● Page excerpt:

########################################

Review the OpenShift documentation to understand what minimum firmware versions are required for HP and Dell hardware based clusters to be deployed via Redfish virtual media.
In some cases the Dell iDRAC might need to be reset per host. This can be done with the following command:
sshpass -p "password" ssh -o StrictHostKeyChecking=no [email protected] "racadm racreset"
Substitute the user/password/hostname to perform the reset on a desired host. Note it will take a few minutes before the BMC will become available again.
Caution
A Factory reset is not the same as a BMC reset or iDRAC reboot. Do not factory reset your machines.
There have been cases where specific versions of iDrac produce an error message resembling:
TASK [boot-iso : DELL - Insert Virtual Media] *********************************************************************************************************************************************************************
Tuesday 21 January 2025 00:34:48 +0000 (0:00:00.024) 0:04:10.771 *******
fatal: [example.com]: FAILED! => {"changed": false, "msg": "HTTP Error 400 on POST request to 'https://example.com/redfish/v1/Managers/iDRAC.Embedded.1/VirtualMedia/CD/Actions/VirtualMedia.InsertMedia', extended message: 'Unable to locate the ISO or IMG image file or folder in the network share location because the file or folder path or the user credentials entered are incorrect.'"}
In this case the iDrac firmware was the incorrect version. Working version of firmware
has been 7.10.30.00
where as the above error message was produced with versions
7.10.70.10
and 7.10.50.10
.

########################################

● The data:
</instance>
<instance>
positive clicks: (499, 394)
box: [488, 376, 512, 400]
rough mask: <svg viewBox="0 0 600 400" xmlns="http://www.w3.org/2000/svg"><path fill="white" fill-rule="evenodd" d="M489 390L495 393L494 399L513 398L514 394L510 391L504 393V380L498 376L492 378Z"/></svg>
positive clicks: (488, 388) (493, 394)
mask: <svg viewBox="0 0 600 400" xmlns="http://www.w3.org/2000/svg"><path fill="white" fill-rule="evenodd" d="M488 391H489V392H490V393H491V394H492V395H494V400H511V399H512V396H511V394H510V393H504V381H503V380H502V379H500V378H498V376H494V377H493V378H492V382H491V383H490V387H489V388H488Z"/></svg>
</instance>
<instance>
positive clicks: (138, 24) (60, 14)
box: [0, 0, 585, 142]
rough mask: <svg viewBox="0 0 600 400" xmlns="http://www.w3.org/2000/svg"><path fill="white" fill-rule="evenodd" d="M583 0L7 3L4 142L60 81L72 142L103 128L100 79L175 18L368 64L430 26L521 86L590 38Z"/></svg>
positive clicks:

########################################

● Task set:
1 – Answer these about the iDRAC excerpt:
(a) What racadm command does the SSH line run to reset the iDRAC?
(b) What kind of reset does the excerpt say not to perform on your machines?
(c) Which iDRAC firmware version is named as the working one?
2 – Please list every iDRAC firmware version number given in the iDRAC excerpt.
The entries have no connection to the iDRAC excerpt.

● Responses to the tasks:
1 –
(a) racadm racreset
(b) A factory reset
(c) 7.10.30.00

2 – 7.10.30.00, 7.10.70.10, 7.10.50.10